> [Records shown]
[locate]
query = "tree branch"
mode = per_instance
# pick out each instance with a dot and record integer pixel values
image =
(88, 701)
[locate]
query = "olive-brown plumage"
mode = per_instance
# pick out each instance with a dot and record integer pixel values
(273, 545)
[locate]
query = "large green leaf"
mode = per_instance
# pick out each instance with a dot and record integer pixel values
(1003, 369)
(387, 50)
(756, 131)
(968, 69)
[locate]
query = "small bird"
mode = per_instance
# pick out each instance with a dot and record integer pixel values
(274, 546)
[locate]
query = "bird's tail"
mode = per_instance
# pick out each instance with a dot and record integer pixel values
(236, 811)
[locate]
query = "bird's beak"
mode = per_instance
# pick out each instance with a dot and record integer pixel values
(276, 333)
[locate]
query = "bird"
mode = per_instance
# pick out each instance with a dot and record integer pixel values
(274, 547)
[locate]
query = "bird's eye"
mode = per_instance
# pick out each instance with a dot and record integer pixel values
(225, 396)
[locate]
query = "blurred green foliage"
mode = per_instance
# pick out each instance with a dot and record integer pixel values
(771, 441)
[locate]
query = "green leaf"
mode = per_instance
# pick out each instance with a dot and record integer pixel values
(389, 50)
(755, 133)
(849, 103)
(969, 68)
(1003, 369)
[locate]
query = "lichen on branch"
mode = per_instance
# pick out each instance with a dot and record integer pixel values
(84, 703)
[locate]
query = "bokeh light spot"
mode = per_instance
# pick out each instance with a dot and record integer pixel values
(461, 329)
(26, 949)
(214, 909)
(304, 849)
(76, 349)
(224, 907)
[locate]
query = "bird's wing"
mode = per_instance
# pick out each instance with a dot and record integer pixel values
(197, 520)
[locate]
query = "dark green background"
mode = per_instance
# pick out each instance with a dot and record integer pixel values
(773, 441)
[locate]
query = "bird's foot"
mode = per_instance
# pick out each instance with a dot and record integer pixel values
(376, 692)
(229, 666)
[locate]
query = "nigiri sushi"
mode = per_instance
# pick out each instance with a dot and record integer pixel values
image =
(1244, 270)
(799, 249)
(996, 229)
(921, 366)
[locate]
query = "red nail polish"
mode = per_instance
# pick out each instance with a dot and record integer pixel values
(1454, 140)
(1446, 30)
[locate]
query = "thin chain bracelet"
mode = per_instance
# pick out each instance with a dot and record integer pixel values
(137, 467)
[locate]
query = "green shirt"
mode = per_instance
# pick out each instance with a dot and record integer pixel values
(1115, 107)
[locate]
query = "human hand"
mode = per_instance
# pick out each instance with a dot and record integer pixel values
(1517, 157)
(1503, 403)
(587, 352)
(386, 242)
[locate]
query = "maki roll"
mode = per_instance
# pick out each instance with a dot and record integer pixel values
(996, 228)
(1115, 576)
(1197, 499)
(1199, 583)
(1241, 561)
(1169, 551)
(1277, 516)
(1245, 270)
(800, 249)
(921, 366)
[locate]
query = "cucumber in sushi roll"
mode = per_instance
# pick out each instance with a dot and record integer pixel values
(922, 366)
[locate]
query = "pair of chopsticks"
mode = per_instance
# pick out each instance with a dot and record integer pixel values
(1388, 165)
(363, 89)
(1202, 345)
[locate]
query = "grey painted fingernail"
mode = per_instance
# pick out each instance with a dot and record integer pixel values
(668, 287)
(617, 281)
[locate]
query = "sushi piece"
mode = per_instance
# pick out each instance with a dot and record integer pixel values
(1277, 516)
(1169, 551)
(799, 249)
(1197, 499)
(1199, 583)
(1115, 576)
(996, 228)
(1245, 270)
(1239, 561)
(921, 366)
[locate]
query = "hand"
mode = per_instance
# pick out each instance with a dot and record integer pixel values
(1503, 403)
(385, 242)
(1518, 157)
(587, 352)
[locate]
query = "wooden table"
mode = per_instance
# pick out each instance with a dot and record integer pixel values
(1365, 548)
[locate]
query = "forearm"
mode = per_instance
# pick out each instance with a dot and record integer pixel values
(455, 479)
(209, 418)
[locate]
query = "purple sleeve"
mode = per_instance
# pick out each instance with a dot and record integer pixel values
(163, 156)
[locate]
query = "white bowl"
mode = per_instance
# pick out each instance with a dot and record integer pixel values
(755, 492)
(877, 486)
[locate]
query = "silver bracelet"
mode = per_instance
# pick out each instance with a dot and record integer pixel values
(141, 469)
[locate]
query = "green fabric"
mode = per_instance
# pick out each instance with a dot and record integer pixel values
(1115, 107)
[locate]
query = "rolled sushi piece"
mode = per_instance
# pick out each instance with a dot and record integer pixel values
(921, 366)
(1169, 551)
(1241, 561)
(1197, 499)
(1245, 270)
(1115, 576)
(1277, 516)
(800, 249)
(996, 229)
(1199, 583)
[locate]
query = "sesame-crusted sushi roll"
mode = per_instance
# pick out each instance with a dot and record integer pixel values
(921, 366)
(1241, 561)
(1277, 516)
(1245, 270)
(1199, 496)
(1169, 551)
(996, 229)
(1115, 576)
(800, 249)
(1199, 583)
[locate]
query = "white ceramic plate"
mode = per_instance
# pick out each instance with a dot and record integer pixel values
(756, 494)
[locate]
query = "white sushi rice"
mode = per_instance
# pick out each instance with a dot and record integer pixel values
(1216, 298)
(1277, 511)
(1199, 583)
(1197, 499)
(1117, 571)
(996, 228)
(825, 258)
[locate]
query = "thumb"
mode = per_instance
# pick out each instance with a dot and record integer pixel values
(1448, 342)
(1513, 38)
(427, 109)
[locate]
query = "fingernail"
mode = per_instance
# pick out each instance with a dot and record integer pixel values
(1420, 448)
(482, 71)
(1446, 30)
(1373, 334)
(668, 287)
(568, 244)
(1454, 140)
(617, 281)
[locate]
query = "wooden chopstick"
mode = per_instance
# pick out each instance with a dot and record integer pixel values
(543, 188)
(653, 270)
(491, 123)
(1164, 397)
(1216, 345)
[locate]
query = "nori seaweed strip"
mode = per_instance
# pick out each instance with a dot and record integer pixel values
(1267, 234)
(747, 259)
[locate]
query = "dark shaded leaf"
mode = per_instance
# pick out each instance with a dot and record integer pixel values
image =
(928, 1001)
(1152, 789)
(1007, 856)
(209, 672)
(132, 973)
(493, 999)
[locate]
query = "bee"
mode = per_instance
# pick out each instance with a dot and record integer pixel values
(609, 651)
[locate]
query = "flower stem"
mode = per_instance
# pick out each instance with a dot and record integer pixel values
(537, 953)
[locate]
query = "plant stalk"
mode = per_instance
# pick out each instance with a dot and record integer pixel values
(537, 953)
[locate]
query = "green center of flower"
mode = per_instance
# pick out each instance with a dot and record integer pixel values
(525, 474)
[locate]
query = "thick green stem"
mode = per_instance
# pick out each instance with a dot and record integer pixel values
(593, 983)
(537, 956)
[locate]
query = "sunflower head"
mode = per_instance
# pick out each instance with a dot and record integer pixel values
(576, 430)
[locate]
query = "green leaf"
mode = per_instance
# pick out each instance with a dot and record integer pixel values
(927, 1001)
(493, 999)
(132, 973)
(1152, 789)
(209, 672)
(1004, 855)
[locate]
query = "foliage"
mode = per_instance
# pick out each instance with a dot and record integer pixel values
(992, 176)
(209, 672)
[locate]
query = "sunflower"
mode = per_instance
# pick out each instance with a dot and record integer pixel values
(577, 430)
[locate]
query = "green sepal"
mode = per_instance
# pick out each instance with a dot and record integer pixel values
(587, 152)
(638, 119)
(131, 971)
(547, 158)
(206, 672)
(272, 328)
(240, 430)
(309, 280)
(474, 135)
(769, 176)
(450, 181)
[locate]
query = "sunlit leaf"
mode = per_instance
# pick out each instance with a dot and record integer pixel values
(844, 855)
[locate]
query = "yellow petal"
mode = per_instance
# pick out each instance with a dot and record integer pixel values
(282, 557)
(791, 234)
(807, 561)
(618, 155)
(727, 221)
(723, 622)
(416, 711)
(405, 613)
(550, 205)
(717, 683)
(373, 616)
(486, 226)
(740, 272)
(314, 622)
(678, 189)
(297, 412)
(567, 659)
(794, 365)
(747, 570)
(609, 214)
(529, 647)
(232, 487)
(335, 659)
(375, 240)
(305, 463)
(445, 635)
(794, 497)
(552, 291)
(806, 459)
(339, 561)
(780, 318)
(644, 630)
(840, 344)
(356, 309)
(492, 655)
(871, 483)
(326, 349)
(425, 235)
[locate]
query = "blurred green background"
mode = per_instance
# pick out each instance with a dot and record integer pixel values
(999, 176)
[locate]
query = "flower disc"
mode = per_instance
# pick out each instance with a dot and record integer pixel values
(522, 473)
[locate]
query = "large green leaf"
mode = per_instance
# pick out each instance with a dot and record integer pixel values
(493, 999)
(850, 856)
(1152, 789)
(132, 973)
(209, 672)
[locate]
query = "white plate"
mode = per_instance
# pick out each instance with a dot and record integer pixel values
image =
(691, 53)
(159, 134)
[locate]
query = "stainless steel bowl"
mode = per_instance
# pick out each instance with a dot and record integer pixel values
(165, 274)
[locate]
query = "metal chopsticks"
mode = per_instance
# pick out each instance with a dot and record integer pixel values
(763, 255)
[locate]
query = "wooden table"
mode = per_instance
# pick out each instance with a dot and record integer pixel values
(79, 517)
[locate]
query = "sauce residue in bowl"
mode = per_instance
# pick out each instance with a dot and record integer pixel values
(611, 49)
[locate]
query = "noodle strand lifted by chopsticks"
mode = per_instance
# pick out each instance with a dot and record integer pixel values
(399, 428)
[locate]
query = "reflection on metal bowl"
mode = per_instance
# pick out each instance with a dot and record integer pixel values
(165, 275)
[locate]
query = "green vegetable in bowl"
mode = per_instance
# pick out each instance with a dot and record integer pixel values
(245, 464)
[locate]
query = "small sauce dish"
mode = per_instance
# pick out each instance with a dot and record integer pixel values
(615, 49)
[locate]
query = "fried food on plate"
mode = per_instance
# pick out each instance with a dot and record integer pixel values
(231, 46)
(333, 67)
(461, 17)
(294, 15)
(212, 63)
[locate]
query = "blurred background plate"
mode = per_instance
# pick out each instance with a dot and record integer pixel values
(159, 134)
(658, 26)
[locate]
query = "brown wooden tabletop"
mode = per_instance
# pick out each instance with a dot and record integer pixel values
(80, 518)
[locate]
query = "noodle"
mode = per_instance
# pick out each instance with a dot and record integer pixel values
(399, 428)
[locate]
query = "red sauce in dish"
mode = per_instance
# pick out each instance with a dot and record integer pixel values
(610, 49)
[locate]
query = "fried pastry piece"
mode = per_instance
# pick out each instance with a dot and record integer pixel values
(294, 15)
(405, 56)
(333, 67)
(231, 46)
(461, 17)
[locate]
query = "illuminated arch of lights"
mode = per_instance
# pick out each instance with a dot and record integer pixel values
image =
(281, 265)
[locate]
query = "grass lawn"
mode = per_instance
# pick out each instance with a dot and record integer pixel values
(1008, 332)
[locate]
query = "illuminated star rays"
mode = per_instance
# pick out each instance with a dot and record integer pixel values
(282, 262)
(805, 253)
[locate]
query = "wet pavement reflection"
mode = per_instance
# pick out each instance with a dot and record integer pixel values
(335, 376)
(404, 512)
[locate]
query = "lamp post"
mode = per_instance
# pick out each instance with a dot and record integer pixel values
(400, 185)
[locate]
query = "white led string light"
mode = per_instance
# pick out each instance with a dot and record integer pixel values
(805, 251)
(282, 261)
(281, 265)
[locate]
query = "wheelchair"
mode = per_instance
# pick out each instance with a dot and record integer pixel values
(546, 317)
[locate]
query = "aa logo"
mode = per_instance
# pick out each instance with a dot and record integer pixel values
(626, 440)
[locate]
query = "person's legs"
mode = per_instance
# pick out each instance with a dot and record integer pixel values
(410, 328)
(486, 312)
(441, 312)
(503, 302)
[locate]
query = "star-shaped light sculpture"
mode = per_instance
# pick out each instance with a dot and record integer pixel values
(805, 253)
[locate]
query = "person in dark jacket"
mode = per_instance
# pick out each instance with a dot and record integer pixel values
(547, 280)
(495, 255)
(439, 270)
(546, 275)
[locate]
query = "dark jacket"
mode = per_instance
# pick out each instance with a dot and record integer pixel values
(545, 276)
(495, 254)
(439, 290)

> [Work task]
Going through the entries above line by line, work out how many lines include the word "bracelet". Only the number is required.

> [Written response]
2